[Exercise goal]:
Copy the rows below starting at the line containing "Report x and y for each instance of the black background" and ending at the line containing "x=194, y=83", requests included, but multiply every x and y coordinate in the answer points by 2.15 and round to whole numbers, with halves rounded up. Keep the numbers in the requests and their format samples unchanged.

** Start Data supplied **

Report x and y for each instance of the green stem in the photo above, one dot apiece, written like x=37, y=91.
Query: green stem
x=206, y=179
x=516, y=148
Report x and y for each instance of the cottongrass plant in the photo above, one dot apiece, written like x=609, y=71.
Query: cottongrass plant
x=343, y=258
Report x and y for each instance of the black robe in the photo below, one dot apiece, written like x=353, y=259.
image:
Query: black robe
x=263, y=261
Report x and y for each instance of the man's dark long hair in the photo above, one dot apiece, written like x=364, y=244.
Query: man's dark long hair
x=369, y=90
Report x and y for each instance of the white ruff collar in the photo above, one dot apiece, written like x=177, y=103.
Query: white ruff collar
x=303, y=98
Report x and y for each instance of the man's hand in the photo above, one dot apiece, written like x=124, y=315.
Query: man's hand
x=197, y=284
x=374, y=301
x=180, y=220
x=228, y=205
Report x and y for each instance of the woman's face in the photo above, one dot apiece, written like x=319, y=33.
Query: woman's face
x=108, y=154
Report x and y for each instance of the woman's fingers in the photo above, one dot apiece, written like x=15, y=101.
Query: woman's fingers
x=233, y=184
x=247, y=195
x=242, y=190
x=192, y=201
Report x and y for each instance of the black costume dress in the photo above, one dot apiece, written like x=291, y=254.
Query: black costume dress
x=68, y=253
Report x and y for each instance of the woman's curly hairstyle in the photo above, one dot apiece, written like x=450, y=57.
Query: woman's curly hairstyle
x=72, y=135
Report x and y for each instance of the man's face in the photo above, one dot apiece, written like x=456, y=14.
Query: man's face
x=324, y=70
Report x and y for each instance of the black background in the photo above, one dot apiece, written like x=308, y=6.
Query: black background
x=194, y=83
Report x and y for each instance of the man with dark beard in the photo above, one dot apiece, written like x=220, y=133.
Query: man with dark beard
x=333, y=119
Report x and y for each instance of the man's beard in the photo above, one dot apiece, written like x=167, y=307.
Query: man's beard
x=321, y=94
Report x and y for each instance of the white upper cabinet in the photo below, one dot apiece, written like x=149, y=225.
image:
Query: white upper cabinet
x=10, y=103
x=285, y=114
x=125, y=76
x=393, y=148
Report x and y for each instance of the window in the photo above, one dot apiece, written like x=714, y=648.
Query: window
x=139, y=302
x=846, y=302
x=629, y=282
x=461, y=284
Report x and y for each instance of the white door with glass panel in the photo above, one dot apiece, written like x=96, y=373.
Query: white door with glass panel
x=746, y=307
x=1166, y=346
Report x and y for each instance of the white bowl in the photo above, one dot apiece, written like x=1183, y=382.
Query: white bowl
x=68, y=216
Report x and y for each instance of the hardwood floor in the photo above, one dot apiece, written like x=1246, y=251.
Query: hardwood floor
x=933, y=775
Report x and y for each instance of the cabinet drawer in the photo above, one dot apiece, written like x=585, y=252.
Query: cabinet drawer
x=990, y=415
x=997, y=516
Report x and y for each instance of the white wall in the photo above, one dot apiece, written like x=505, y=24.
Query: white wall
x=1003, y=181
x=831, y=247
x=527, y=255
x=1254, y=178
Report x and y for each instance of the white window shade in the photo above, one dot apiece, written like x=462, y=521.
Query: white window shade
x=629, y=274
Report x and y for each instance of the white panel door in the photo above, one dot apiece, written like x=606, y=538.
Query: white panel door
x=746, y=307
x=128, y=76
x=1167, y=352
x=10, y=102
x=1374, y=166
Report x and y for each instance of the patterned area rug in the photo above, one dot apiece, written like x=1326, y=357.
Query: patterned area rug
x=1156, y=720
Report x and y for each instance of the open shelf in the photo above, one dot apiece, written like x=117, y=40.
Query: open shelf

** End Data supplied **

[Result]:
Report x and y for each instance of the black background in the photo above, one dot apiece, written like x=308, y=6.
Query: black background
x=417, y=178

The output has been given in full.